**Instruções:**
a - Responda, com base no texto sobre a comunhão de provas, às perguntas abaixo:
(i) Que verdade se busca no processo penal, e por quais outros nomes ela é conhecida?
(ii) Segundo o inciso LVI do art. 5º da CF, o que é vedado?
(iii) De acordo com o princípio da comunhão de provas, a quem pertence a prova?
b - Por favor, reescreva em forma de lista o parágrafo do texto sobre a comunhão de provas que começa com "Vale ressaltar que, no processo penal", mantendo os fatos principais.

**Texto extraído:**
══════

O princípio da comunhão de provas no processo penal brasileiro
- Andreza Jacobsen
- 10 de jan.
- 6 min de leitura
O conceito de prova denomina-se qualquer meio destinado a demonstrar a veracidade de fato ou alegação, levando certeza ao juiz.
Para se provar algo é necessário um conjunto de atos que podem ser praticados pelas partes, pelo juiz, por terceiros (peritos), destinados a levar ao magistrado a convicção sobre a existência ou inexistência de um fato, da falsidade ou veracidade de uma afirmação. Todos os fatos, desde principais ou secundários, que demandem uma apreciação judicial e exijam comprovação podem ser objeto de prova.
Logo, a prova tem por finalidade formar a convicção do juiz sobre os elementos necessários para a decisão da causa. São elementos de prova todos os fatos ou circunstâncias em que repousa a convicção do juiz.
Vale ressaltar que, no processo penal, distintamente do processo civil, mesmo o fato incontroverso deve ser provado, ou seja, aquele que é aceito pelas partes, ou então, aquele que não foi questionado por nenhuma delas, dependerá, também, de prova. Isso, porque, no processo penal a busca é pela verdade real também conhecida como material ou substancial. Assim, as partes têm ampla liberdade para se utilizar dos meios que entenderem necessários para provar os fatos do processo, devendo o juiz agir de maneira a não limitar essa atividade. Desta forma, os meios de prova enunciados nos artigos 158 e seguintes do CPP são meramente exemplificativos.
Salienta-se, que a ampla liberdade das provas não é absoluta, pois tanto a CF quanto o CPP preveem hipóteses que a limitam, pois certas provas necessitam de maneiras preexistentes para sua concretização.
A CF traz diversas restrições à colheita e ao emprego de provas no art. 5º, X (direito à intimidade e à vida privada), XI (inviolabilidade do domicílio), XII (sigilo de correspondência e de comunicações, em geral) e LVI (vedação do uso de provas, em processo quando obtidas por meios ilícitos).
No que tange ao princípio da comunhão de provas, toda prova produzida passa a ser do processo, acessíveis a todas as partes, ainda que produzida por iniciativa de uma das partes, ou até mesmo pelo juiz de ofício. A prova nunca pertence a uma ou outra parte, mas ao juízo. Assim, pode ser utilizada por todos os participantes da relação processual, destinando-se a apurar a verdade dos fatos alegados e contribuindo para o julgamento da causa pelo juiz. Em outras palavras, os elementos de prova reunidos durante a investigação ou durante o processo judicial devem ser compartilhados entre o Ministério Público, a defesa e o juiz, salvo em situações excepcionais previstas em lei. Isso garante que todos os envolvidos no processo tenham as mesmas condições de conhecimento e acesso às provas produzidas, o que permite uma defesa efetiva e o direito ao contraditório. Os aspectos principais do princípio da comunhão de provas são:
Transparência das provas: As partes, ou seja, o Ministério Público, a defesa e o juiz, devem ter acesso livre a todas as provas produzidas, a fim de garantir a transparência do processo.

══════

**Dados fornecidos:**
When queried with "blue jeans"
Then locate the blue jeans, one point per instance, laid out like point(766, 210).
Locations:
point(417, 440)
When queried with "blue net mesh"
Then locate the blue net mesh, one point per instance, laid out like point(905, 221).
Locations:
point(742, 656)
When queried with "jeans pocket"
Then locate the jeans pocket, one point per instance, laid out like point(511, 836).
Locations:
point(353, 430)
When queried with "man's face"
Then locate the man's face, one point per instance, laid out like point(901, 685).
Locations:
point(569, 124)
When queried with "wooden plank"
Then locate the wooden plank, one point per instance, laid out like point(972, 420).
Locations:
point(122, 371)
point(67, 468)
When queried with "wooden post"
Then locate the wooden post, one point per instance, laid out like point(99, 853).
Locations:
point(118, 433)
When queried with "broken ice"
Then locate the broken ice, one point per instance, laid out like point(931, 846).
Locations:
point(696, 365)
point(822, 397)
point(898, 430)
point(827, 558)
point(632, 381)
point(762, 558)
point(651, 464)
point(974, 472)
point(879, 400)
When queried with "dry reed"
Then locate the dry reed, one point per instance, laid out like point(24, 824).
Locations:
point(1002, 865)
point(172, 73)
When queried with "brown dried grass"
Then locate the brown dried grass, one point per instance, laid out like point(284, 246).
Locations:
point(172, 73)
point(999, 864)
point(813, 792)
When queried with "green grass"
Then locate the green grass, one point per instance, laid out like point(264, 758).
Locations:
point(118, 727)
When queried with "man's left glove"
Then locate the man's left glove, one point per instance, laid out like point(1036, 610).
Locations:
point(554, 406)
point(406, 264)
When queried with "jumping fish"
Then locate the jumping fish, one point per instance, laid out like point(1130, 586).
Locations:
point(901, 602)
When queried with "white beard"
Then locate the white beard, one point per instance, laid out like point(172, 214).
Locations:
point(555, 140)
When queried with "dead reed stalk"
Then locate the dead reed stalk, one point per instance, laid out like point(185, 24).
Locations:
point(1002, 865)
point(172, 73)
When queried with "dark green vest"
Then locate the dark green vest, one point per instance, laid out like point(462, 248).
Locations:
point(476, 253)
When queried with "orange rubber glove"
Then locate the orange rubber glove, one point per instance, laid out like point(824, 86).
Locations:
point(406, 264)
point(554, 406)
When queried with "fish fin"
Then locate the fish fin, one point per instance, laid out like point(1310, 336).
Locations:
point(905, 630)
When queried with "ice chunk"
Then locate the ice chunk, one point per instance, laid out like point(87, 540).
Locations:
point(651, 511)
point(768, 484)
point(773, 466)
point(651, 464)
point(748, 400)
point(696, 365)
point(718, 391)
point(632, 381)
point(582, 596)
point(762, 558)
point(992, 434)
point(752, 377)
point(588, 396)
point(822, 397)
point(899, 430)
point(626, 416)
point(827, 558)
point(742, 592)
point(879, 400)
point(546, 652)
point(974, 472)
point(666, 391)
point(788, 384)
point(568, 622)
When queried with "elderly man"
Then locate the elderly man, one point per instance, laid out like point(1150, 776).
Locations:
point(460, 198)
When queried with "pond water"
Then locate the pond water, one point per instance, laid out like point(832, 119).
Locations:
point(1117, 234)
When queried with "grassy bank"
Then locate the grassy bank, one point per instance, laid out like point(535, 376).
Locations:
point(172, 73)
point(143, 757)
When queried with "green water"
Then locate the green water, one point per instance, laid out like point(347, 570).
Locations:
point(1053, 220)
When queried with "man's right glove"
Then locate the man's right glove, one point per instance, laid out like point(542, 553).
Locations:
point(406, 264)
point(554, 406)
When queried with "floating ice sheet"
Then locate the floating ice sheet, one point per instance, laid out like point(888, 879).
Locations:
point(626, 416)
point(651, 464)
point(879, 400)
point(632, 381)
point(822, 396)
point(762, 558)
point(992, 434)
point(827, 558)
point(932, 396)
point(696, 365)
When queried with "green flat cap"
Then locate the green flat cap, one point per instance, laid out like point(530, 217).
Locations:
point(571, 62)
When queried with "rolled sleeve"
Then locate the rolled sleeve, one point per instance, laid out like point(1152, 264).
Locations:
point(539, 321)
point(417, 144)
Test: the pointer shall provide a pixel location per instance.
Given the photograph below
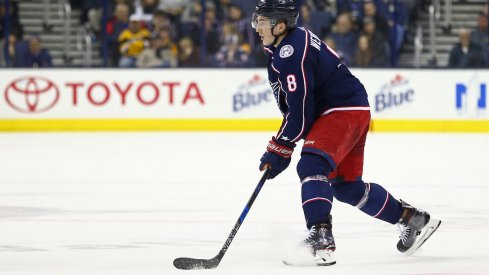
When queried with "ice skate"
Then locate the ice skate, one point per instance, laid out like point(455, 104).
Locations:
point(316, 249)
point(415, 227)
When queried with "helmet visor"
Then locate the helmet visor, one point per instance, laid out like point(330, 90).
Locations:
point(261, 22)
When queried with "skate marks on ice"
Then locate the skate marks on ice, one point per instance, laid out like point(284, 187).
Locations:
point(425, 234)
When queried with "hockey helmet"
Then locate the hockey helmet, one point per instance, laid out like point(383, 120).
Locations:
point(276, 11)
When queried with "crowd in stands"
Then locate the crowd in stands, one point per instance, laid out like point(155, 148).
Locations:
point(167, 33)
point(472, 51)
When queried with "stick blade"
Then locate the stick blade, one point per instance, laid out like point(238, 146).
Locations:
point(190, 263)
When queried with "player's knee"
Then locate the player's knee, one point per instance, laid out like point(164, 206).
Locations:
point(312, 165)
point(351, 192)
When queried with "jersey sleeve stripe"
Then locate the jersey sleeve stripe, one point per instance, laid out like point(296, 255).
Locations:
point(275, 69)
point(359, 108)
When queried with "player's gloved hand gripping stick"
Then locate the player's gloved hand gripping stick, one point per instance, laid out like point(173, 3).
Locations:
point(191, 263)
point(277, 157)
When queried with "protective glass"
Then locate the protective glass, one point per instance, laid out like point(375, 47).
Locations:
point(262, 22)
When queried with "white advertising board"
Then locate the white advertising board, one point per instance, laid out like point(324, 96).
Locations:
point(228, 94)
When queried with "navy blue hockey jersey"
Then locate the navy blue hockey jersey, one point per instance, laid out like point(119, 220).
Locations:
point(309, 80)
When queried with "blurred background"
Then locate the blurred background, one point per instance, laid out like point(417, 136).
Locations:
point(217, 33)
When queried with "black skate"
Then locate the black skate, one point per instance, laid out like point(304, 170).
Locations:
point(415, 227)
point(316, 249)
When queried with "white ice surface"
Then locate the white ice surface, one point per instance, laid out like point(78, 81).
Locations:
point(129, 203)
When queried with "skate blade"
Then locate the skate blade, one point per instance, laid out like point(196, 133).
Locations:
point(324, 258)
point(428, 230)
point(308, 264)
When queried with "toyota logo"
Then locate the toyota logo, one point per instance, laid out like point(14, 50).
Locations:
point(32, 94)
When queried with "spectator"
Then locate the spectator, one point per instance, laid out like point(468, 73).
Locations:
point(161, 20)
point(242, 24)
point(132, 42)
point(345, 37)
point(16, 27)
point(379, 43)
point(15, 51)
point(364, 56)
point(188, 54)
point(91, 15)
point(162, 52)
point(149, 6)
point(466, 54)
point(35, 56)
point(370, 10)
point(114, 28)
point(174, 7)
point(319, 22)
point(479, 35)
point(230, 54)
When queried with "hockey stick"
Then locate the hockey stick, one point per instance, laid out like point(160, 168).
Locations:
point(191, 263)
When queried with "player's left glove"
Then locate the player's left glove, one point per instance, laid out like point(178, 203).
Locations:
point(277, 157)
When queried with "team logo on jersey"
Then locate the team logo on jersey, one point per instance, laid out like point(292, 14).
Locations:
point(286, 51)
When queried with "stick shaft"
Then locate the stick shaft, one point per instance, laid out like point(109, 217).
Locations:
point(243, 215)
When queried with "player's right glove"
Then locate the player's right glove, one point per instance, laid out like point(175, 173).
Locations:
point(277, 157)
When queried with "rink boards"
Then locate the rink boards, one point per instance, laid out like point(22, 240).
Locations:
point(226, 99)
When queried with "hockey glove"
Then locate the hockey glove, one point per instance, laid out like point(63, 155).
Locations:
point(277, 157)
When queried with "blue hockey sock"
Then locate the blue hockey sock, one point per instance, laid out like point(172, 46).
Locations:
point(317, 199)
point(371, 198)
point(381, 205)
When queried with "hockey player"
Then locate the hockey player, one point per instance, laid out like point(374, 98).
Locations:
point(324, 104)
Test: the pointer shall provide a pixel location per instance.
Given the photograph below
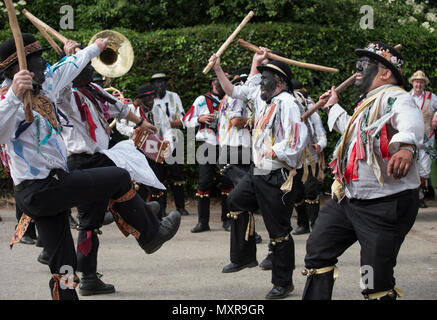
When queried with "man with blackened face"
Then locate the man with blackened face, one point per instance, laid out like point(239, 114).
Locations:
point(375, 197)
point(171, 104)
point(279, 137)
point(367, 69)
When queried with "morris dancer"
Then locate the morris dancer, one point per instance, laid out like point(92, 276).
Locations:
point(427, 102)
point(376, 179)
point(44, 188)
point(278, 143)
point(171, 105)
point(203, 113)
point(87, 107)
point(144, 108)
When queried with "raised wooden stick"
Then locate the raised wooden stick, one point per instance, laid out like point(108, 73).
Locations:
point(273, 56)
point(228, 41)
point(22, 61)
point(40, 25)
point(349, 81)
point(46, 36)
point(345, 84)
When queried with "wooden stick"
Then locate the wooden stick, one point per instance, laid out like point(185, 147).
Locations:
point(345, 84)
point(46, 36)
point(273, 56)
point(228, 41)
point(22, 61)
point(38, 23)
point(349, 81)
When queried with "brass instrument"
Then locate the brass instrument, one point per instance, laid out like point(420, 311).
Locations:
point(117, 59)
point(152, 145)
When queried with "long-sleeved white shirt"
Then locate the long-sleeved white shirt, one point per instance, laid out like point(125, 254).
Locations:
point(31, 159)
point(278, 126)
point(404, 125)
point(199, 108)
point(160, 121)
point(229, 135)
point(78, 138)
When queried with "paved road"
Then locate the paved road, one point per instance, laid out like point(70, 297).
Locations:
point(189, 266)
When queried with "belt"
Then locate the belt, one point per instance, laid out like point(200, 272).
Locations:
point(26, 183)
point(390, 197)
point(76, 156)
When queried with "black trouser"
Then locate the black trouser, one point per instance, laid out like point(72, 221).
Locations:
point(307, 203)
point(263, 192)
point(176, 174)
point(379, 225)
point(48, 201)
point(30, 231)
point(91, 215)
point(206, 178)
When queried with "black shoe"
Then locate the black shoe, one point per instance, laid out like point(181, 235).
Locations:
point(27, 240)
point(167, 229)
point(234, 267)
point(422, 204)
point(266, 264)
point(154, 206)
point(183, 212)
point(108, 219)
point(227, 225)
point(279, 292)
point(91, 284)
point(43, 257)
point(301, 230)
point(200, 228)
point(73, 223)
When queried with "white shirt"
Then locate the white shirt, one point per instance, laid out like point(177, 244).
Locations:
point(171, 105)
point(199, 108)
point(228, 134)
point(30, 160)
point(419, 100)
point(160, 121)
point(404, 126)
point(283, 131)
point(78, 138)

══════

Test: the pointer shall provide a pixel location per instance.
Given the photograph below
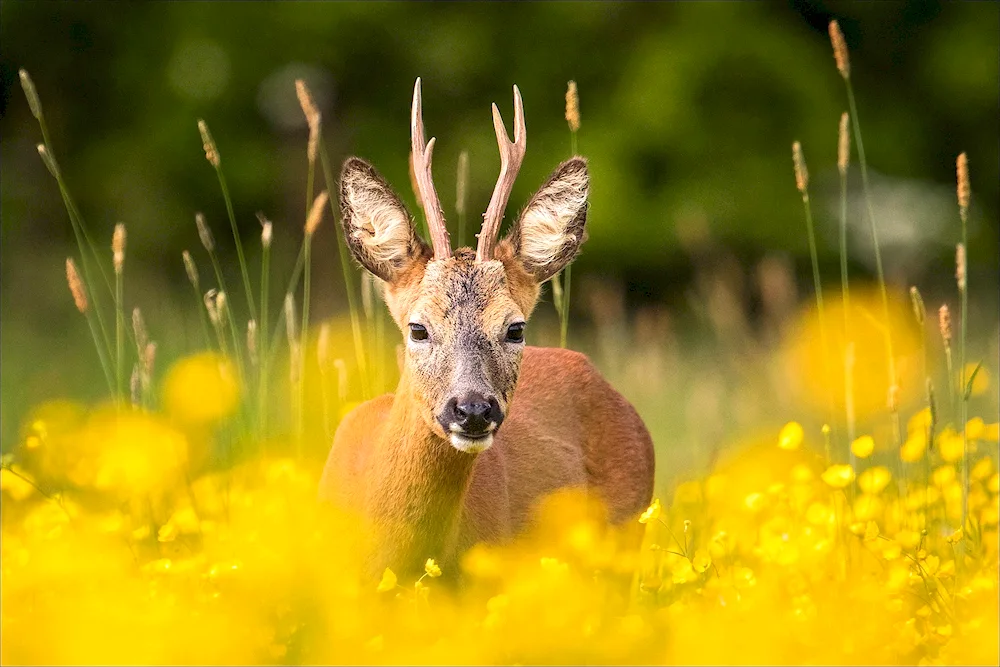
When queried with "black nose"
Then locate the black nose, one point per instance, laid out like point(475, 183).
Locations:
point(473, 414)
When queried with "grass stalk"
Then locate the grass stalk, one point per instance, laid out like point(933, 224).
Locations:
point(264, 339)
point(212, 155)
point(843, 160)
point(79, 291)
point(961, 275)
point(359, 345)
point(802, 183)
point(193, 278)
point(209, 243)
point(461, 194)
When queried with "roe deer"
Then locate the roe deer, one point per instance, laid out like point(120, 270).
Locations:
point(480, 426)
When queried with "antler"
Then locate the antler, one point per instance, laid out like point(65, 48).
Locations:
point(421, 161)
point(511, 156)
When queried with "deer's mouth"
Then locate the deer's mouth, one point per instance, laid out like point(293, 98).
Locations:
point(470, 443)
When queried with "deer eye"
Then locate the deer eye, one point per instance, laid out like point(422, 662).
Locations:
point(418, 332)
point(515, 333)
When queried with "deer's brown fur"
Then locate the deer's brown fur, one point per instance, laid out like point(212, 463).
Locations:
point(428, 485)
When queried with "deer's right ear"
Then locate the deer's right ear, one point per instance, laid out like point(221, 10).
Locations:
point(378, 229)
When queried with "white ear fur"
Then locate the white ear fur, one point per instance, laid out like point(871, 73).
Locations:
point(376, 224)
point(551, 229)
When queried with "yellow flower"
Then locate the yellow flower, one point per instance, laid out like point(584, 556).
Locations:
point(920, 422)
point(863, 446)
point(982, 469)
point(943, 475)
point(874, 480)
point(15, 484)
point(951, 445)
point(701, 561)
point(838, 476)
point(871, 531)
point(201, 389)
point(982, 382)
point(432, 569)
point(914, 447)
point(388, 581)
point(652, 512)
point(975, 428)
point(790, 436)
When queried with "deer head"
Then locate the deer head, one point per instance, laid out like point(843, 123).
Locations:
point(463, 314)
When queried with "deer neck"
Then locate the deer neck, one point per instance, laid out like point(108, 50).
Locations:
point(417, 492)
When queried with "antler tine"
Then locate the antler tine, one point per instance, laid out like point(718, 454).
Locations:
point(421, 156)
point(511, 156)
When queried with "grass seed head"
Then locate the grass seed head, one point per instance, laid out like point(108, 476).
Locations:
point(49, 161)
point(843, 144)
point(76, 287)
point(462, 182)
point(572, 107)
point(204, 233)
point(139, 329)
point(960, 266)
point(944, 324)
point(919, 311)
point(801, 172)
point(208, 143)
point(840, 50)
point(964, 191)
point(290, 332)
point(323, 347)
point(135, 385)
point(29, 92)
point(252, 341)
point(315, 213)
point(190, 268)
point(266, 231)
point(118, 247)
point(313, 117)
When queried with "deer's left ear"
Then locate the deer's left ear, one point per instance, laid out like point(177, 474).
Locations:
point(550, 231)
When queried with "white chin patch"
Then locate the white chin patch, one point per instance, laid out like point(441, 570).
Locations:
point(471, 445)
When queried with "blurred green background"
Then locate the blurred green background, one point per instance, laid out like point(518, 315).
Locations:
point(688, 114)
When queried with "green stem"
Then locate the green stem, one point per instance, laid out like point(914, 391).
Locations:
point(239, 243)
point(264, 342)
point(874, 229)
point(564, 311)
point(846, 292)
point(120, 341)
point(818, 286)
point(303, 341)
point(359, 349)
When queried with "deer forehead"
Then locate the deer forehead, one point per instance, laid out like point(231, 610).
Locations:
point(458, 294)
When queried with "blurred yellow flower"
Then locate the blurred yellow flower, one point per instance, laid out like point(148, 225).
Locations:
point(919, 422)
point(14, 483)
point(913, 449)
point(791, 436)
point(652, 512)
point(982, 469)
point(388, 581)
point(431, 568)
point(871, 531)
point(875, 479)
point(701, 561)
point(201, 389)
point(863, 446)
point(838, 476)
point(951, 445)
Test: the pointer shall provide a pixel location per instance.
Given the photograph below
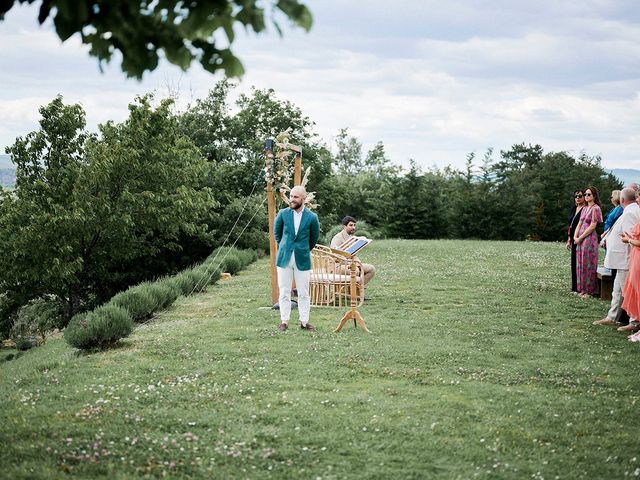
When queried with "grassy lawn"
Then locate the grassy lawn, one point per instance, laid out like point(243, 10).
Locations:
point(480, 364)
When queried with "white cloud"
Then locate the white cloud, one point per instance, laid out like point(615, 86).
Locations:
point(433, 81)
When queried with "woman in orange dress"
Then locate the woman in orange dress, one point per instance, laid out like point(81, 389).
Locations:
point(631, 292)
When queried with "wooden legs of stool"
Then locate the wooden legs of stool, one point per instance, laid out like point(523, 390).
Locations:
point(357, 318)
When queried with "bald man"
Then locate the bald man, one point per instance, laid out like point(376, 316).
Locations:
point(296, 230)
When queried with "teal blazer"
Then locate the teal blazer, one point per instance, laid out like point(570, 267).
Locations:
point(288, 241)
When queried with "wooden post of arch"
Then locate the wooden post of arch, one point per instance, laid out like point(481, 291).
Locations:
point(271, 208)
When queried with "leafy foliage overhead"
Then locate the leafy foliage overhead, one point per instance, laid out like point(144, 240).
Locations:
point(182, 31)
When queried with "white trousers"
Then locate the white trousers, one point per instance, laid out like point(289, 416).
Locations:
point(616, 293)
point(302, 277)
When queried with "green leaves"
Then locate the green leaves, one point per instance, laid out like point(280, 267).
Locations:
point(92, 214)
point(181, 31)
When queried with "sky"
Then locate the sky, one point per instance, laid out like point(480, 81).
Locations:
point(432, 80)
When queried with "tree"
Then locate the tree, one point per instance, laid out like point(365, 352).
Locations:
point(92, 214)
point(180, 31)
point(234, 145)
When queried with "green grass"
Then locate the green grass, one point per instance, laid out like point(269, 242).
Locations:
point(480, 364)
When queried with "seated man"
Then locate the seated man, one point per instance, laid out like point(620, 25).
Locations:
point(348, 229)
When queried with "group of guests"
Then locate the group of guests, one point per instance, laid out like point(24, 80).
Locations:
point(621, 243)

══════

**Respostas esperadas:**
a -
(i) A verdade real, também conhecida como material ou substancial.
(ii) O uso de provas, em processo, quando obtidas por meios ilícitos.
(iii) Ao juízo, e não a uma ou outra parte.

b -
- No processo penal, diferentemente do processo civil, até o fato incontroverso precisa ser provado. Fato incontroverso é aquele aceito pelas partes ou não questionado por nenhuma delas.
- Isso ocorre porque o processo penal busca a verdade real, também chamada material ou substancial.
- As partes têm ampla liberdade para usar os meios que entenderem necessários para provar os fatos, e o juiz não deve limitar essa atividade.
- Por isso, os meios de prova enunciados nos artigos 158 e seguintes do CPP são meramente exemplificativos.